WHAT YOU HAVE TO DO:
Scan the records below for the string "brown" and return every line where it appears.

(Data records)
......

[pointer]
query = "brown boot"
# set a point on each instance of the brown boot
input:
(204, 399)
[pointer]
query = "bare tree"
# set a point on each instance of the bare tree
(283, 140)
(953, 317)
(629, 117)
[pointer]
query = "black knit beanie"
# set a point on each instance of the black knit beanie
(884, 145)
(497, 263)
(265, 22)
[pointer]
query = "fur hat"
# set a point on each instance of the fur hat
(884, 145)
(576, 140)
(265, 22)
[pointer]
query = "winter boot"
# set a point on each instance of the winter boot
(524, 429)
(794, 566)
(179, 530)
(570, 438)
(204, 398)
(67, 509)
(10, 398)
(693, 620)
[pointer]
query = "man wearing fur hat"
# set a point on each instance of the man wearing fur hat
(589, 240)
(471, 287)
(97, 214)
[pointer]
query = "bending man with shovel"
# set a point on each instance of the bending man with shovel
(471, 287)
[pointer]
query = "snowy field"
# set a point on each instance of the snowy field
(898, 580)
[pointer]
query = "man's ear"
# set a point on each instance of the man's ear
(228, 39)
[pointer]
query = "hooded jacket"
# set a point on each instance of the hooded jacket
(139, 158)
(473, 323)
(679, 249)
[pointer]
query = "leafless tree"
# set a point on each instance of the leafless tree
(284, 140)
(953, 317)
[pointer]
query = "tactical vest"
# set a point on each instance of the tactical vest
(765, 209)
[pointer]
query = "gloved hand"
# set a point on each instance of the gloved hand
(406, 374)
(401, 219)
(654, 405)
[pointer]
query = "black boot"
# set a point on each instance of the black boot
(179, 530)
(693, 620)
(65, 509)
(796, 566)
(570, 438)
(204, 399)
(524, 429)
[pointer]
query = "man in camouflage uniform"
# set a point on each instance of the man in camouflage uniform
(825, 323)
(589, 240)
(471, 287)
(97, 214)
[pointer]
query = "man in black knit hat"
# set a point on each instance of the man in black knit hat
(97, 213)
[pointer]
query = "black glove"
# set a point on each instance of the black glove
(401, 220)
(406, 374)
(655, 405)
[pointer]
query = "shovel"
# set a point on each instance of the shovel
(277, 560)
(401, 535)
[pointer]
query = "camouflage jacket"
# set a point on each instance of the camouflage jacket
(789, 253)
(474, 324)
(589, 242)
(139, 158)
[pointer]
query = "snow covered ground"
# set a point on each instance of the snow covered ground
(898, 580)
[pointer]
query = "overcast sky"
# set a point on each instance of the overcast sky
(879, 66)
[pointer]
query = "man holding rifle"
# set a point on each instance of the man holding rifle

......

THE ANSWER:
query = "brown boot"
# set a point on each instance of the brown boot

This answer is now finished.